*Aim:*
Quote every line of the items below word for word, and leave the pictures out of your answer.

Recorded data:
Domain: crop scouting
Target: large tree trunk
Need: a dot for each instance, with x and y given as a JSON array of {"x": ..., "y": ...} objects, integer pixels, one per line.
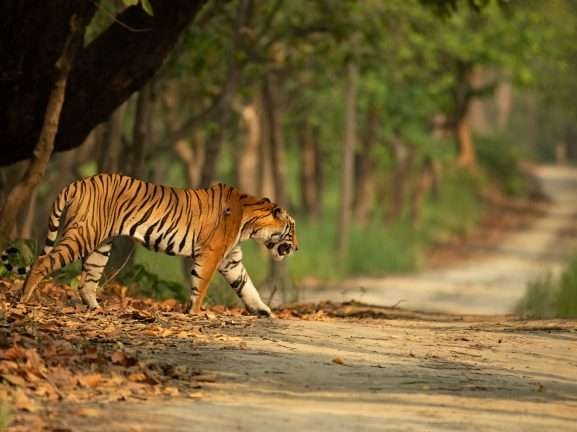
[
  {"x": 43, "y": 150},
  {"x": 365, "y": 169},
  {"x": 347, "y": 160},
  {"x": 110, "y": 142},
  {"x": 106, "y": 72}
]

*Solution:*
Domain: crop scouting
Target: large tree trunk
Need: a dot for each instance, with x and y given as a JSON array of {"x": ..., "y": ...} objects, integer pixels, one per line.
[
  {"x": 43, "y": 150},
  {"x": 365, "y": 169},
  {"x": 347, "y": 160},
  {"x": 110, "y": 142},
  {"x": 106, "y": 72}
]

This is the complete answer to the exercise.